Things to do |
(1) Reproduce the part of the passage on asking questions between "Questions have been" and "and inbound sales.", inclusive.
(2) According to the passage on asking questions, how many potential answers do open-ended questions have?
══ Extracted text
Questions have been an important tool for humans since, well, the dawn of language. By asking questions, we are able to learn information that can help us reach our goals and avoid problems. Back in caveman days, this meant that we could more easily find food and avoid saber tooth tigers; today, it means that we can more easily find the best Mexican food and avoid sleazy car salesmen.
The ability to effectively ask questions and decipher the information that you get back (words, body language, micro expressions) is an incredibly valuable skill. Detectives make their living by being able to ask the right questions and understand the answers they get; lawyers either put people in jail or keep them out of it thanks to questions. At some level, asking questions is a part of every single job available to people today—especially in inbound marketing and inbound sales.
This really shouldn’t be a surprise to any of us. Salespeople regularly ask questions to gauge a prospect’s interest in a product or to ask about a budget, and marketers regularly use forms and surveys to find out more about the audience that they’re trying to reach. But just because we’re asking questions doesn’t mean we’re asking the right questions. And if we’re not asking the right questions, the information we’re getting back from our customers isn’t going to be as valuable as it could.
Asking Questions 101: Open-ended vs. Closed-Ended Questions
Ultimately, asking any question is a good thing for your sales or marketing process: It will help you to better understand your customers, which will help your sales team to sell and your marketing team to market.
That being said, questions come in two main flavors: Open-ended and closed-ended. Open-ended questions are questions that are asked where there are no preset answers for the other person to choose from; they formulate their own answer and communicate it to you in their own words. Closed-ended questions, on the other hand, are questions that come with answers built in. Closed-ended questions have a limited number of answers, while open-ended questions have an infinite number of potential answers.
════
══ Data excerpts
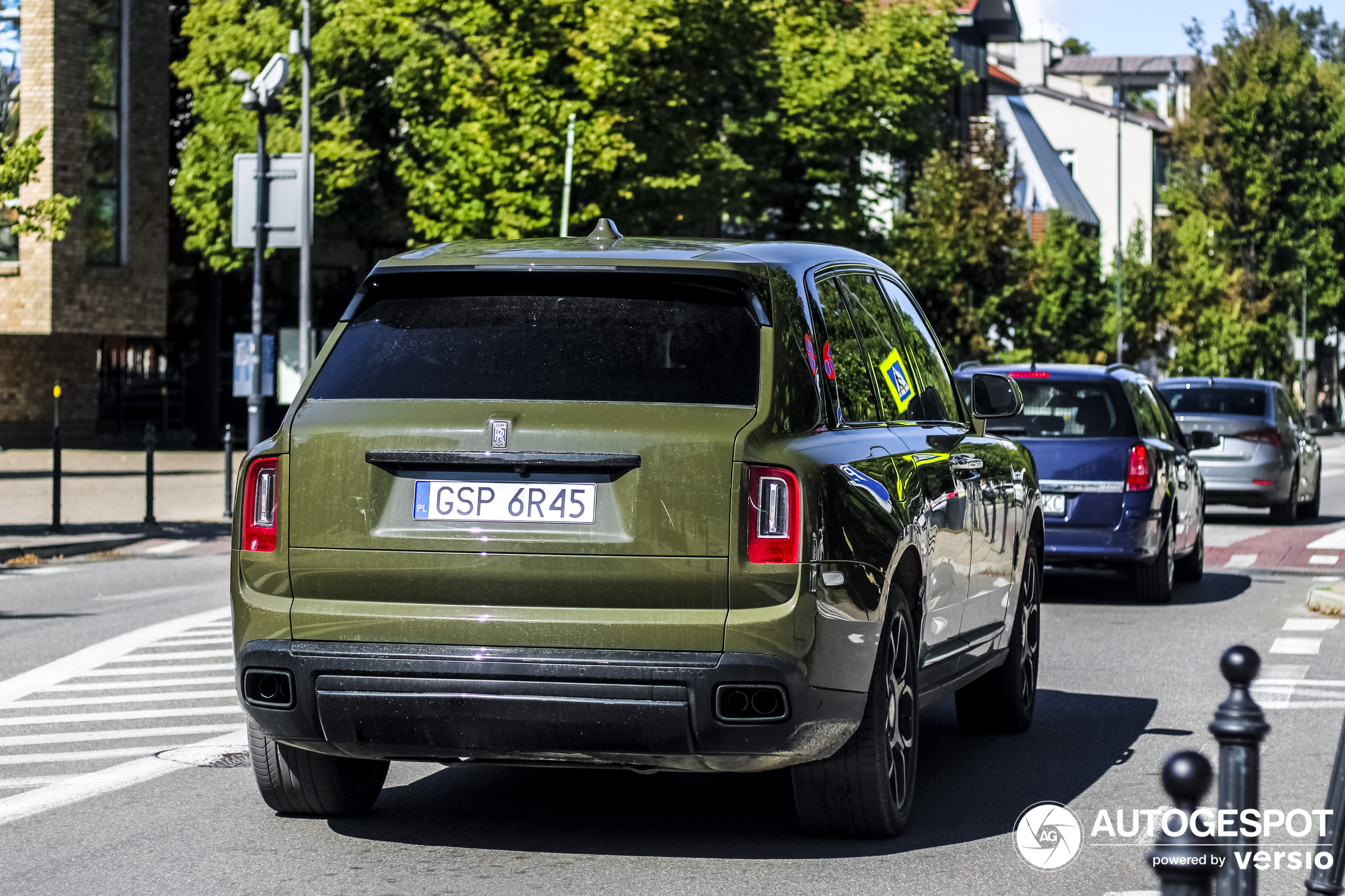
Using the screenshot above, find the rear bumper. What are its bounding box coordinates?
[237,641,865,771]
[1045,509,1162,566]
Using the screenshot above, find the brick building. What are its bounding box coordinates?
[0,0,169,447]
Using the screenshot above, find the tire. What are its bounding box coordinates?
[956,539,1041,735]
[791,586,920,838]
[1298,464,1322,520]
[1134,524,1178,603]
[1270,466,1298,525]
[247,721,391,816]
[1173,522,1205,582]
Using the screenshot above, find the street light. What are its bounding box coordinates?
[229,52,289,450]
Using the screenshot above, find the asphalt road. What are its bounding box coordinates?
[0,448,1345,896]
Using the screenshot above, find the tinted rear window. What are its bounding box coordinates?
[309,295,760,404]
[986,379,1135,438]
[1158,385,1266,417]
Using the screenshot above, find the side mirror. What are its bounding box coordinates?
[971,374,1022,418]
[1186,430,1220,451]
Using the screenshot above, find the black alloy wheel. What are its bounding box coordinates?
[1270,466,1298,525]
[956,540,1041,735]
[790,584,920,837]
[884,614,916,811]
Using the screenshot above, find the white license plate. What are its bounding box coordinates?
[411,479,597,522]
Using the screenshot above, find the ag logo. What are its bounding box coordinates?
[1013,802,1084,871]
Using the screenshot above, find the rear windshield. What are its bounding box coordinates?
[1158,385,1267,417]
[309,295,760,406]
[986,379,1135,438]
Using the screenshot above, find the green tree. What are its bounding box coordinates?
[0,128,79,240]
[1005,210,1116,364]
[887,131,1034,361]
[1165,0,1345,377]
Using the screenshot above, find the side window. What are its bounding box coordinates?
[1275,390,1303,429]
[837,274,920,420]
[884,280,967,423]
[1120,380,1163,439]
[818,278,882,423]
[1145,385,1186,447]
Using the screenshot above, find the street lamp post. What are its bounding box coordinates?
[229,52,289,450]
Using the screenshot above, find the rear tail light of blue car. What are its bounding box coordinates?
[1126,445,1155,492]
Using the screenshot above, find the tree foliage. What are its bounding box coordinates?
[0,128,79,240]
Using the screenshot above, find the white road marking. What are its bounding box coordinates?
[70,659,234,678]
[1283,619,1341,631]
[0,702,242,728]
[0,609,232,704]
[0,726,246,825]
[1270,638,1322,654]
[0,709,242,747]
[0,775,74,790]
[1205,524,1270,548]
[145,541,200,554]
[36,665,234,705]
[4,693,234,709]
[1307,529,1345,551]
[104,650,234,672]
[0,744,174,766]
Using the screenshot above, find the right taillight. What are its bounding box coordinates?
[748,466,800,563]
[1126,445,1154,492]
[242,457,280,551]
[1233,426,1280,447]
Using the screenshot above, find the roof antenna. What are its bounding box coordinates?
[589,218,621,246]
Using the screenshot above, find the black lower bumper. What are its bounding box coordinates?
[237,641,865,771]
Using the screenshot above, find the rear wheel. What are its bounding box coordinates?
[1134,524,1177,603]
[791,587,920,837]
[956,540,1041,735]
[247,721,390,816]
[1298,464,1322,520]
[1173,522,1205,582]
[1270,466,1298,525]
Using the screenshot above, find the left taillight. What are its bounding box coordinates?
[244,457,280,551]
[748,466,802,563]
[1126,445,1154,492]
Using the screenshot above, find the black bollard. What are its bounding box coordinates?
[1303,709,1345,896]
[225,423,234,520]
[1209,645,1270,896]
[145,423,159,527]
[1149,749,1218,896]
[47,380,66,535]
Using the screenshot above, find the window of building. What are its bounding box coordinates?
[80,0,125,265]
[0,0,19,262]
════
Answers for the tasks |
(1)
Questions have been an important tool for humans since, well, the dawn of language. By asking questions, we are able to learn information that can help us reach our goals and avoid problems. Back in caveman days, this meant that we could more easily find food and avoid saber tooth tigers; today, it means that we can more easily find the best Mexican food and avoid sleazy car salesmen.
The ability to effectively ask questions and decipher the information that you get back (words, body language, micro expressions) is an incredibly valuable skill. Detectives make their living by being able to ask the right questions and understand the answers they get; lawyers either put people in jail or keep them out of it thanks to questions. At some level, asking questions is a part of every single job available to people today—especially in inbound marketing and inbound sales.

(2) An infinite number.